Given request 1 — In the article on safety relief valve installation, what limit on pressure drop during discharge does EN ISO 4126 recommend?

Quoted text —
>> begin

By Gobind Khiani – Consulting Fellow-Piping/Pipelines
Safety relief valves should be connected as direct and close as possible to the vessel being protected. The valve should be mounted vertically in an upright position either directly on a nozzle from the pressure vessel or on a short connection fitting that provides a direct, unobstructed flow between the vessel and the valve. Installing a safety relief valve other than in this recommended position will adversely affect its operation.
When designing the inlet piping, one of the considerations is to ensure that the pressure drop in piping is minimized. EN ISO 4126 recommends that the pressure drop be kept below 3% of the set pressure when discharging.
Note: The valve should never be installed on a fitting having a smaller inside diameter than the inlet connection of the valve.
Where safety valves are connected using short ‘stub’ inlet piping, it must be of the same size as the safety valve inlet. For larger lines or any line incorporating bends or elbows, the branch connection should be at least two pipe sizes larger than the safety valve inlet connection, at which point it is reduced in size to the safety valve inlet. Excessive pressure loss can lead to ‘chatter’, which may result in reduced capacity and damage to the seating faces and other parts of the valve. To reduce the pressure loss in the inlet, the following methods can be adopted:
Increase the Diameter of the Pipe
Ensure that any corners are suitably rounded, EN ISO 4126: Part 1 recommends that corners should have a radius of not less than one quarter of the bore.

>> end

Given request 2 — Rewrite the entries as a Markdown table with the columns Row and Line, leaving out blank lines. Begin at the line of the entries that has "to locate person" and stop after the last line of the entries.

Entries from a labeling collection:
>> begin

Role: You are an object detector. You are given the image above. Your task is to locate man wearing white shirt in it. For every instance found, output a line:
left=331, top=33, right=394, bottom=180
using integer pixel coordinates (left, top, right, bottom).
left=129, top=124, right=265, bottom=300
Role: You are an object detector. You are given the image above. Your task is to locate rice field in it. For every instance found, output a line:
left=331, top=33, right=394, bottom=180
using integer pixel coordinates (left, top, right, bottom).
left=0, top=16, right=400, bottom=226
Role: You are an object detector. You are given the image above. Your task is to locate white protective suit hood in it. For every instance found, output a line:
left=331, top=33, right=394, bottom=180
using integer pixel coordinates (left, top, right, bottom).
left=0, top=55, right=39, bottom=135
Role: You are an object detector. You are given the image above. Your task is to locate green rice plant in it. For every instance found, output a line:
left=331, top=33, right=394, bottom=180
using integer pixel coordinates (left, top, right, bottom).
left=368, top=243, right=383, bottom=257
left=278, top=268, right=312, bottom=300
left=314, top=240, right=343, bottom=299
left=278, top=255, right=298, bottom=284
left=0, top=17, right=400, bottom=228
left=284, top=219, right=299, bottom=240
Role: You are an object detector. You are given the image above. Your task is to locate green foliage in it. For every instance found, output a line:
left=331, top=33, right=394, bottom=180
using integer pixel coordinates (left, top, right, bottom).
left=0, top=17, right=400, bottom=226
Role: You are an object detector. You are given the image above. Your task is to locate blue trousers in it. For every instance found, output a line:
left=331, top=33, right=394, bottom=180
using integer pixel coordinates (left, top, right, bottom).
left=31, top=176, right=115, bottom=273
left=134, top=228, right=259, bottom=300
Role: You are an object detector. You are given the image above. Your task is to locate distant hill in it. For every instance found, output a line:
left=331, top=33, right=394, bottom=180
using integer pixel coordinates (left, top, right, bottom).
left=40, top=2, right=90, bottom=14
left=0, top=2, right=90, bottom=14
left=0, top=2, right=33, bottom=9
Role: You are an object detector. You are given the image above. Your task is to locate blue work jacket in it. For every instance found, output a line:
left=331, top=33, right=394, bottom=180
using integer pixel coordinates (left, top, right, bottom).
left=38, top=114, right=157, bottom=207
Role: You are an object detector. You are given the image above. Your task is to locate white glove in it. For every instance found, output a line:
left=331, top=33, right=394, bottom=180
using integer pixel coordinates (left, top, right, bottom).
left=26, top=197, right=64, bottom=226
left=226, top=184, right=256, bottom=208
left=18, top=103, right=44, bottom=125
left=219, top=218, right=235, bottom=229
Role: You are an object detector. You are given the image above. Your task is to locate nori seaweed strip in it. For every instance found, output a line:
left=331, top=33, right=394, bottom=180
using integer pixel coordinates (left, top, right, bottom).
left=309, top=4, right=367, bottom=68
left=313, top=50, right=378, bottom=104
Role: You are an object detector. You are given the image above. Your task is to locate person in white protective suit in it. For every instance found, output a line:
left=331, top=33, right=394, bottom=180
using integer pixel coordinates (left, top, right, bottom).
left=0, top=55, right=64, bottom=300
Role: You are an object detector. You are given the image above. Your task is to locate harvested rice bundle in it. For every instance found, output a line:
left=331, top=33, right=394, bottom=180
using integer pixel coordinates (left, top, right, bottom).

>> end

Task answer 1 — It recommends keeping the pressure drop below 3% of the set pressure.

Task answer 2 —
| Row | Line |
|---|---|
| 1 | Role: You are an object detector. You are given the image above. Your task is to locate person in white protective suit in it. For every instance found, output a line: |
| 2 | left=331, top=33, right=394, bottom=180 |
| 3 | using integer pixel coordinates (left, top, right, bottom). |
| 4 | left=0, top=55, right=64, bottom=300 |
| 5 | Role: You are an object detector. You are given the image above. Your task is to locate harvested rice bundle in it. For every instance found, output a line: |
| 6 | left=331, top=33, right=394, bottom=180 |
| 7 | using integer pixel coordinates (left, top, right, bottom). |